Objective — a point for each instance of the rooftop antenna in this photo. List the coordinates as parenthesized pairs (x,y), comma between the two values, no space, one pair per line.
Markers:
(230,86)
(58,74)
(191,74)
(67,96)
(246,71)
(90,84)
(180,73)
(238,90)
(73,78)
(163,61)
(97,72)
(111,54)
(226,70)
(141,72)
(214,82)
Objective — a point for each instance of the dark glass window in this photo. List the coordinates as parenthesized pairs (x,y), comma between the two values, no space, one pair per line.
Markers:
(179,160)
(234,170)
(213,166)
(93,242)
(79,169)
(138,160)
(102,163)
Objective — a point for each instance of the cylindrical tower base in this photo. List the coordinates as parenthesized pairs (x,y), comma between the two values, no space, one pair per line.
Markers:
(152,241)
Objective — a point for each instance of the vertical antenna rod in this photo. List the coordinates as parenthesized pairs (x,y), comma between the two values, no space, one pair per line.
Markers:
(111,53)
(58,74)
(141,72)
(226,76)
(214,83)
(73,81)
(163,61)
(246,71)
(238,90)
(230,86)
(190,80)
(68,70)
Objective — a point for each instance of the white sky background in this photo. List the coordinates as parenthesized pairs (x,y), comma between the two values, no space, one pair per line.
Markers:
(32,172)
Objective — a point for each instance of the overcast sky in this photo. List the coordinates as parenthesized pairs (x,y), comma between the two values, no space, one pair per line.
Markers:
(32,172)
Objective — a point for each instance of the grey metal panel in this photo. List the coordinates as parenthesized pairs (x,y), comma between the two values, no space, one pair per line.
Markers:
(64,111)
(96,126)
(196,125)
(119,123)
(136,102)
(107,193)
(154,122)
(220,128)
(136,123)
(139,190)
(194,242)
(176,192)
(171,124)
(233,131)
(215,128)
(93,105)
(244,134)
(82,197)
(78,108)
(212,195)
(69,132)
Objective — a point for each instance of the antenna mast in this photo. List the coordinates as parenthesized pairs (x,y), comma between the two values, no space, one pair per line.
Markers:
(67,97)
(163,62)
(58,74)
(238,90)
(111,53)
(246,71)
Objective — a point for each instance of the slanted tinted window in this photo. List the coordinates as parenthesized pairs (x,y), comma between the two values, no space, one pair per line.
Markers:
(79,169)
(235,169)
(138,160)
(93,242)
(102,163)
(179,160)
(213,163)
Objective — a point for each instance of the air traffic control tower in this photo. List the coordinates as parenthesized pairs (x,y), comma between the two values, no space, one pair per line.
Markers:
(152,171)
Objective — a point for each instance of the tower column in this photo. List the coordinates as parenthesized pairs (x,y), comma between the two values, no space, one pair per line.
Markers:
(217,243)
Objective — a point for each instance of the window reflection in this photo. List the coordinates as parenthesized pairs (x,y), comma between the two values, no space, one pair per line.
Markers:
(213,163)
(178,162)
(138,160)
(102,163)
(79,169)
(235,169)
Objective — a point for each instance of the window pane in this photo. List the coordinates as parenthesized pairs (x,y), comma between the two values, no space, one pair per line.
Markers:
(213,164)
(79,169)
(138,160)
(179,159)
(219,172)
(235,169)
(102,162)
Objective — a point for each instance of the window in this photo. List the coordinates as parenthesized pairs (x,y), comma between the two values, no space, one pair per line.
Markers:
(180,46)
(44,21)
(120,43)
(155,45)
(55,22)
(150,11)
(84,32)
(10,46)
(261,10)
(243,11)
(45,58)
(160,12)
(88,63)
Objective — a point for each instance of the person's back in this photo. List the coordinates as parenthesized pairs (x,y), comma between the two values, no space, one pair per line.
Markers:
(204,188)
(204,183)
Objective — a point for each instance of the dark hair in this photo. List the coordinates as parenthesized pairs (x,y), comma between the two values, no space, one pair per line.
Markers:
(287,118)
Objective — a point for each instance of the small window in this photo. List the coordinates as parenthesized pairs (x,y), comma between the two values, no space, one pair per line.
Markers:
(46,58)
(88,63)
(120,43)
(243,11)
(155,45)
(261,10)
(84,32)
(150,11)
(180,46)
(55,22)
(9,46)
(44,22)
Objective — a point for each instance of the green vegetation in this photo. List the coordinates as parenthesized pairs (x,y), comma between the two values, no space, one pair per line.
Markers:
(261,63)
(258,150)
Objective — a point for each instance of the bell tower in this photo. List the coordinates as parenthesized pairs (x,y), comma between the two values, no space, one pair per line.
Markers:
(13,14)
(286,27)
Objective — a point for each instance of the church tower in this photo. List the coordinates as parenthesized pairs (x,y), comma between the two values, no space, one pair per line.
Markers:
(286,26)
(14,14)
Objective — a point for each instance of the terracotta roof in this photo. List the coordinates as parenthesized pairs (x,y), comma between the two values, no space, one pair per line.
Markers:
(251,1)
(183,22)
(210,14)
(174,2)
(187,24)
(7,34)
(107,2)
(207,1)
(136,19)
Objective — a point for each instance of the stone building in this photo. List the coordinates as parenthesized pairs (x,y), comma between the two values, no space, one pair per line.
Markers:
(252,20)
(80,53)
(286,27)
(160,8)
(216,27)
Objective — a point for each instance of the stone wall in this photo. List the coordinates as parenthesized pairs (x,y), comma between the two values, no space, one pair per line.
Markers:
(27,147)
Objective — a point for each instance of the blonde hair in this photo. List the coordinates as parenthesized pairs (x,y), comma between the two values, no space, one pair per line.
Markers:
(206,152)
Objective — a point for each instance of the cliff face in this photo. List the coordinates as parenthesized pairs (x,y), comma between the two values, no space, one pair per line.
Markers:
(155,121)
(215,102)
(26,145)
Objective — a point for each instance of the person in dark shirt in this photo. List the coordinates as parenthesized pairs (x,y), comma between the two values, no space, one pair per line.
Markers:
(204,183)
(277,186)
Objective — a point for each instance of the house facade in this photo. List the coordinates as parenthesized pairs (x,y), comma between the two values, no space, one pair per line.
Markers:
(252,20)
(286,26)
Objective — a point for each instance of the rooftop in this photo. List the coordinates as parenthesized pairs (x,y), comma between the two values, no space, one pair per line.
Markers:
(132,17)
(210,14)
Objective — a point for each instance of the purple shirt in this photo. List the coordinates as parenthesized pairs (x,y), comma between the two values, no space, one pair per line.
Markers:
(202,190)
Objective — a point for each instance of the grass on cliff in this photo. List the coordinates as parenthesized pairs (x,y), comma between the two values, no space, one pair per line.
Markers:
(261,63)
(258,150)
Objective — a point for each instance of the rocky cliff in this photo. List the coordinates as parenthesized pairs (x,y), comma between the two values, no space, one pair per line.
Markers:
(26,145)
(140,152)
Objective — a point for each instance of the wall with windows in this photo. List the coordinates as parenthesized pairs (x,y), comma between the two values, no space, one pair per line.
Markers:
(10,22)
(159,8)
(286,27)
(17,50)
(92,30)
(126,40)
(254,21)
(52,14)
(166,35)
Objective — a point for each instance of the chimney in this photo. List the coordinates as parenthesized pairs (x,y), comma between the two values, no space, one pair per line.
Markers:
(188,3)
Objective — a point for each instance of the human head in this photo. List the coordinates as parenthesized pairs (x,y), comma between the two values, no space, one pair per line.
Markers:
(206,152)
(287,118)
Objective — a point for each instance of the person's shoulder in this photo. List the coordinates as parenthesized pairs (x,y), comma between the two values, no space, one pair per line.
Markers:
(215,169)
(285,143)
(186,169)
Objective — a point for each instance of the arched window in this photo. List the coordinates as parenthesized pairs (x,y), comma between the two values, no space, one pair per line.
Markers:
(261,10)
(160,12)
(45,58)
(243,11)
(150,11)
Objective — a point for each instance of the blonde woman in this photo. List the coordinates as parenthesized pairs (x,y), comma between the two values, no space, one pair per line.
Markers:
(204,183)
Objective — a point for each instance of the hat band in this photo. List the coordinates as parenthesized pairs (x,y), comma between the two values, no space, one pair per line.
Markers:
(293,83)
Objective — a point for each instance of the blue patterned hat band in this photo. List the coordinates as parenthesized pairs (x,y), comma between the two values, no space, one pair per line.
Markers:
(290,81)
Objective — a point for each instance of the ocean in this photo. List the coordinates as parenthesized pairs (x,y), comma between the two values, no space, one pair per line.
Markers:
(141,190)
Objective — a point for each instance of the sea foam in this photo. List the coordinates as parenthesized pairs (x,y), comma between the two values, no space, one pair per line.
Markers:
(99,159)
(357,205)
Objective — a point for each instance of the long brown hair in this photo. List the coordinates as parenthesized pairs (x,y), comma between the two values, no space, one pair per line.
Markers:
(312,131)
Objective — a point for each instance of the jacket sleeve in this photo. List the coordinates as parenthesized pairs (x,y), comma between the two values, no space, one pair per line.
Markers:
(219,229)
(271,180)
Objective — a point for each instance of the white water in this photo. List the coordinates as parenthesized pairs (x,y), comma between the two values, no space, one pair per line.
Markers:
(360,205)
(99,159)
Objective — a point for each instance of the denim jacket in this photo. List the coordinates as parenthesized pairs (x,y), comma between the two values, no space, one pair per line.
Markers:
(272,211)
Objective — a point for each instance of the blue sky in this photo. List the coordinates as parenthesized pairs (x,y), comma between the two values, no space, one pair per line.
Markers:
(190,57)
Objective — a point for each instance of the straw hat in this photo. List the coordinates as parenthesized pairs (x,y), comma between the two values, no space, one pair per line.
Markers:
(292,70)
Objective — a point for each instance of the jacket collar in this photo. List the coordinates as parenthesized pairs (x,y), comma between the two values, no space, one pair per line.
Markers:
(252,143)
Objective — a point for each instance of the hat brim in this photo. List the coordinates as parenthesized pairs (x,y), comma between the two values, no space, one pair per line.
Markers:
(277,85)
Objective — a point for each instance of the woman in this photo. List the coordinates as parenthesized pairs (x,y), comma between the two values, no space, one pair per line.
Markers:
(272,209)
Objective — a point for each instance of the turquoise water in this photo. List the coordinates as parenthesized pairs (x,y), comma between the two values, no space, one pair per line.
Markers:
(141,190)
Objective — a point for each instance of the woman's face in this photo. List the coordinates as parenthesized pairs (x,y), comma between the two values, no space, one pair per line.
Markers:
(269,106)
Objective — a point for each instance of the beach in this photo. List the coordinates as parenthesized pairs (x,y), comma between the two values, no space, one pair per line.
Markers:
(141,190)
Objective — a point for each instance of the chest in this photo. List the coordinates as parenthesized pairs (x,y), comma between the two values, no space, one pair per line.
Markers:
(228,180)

What you should do: Write out, word for word, everything from the line containing "Objective — a point for each instance of the beach" through the last line of the entries, including both.

Worked solution:
Objective — a point for each instance of the beach in this photo. List the coordinates as parenthesized pairs (x,y), comma between the two values, no space, one pair per line.
Markers:
(141,190)
Objective — a point for each instance of the chest in this photo. List the coordinates as parenthesized pairs (x,y), comma between the two values, no space, one pair per line.
Markers:
(228,180)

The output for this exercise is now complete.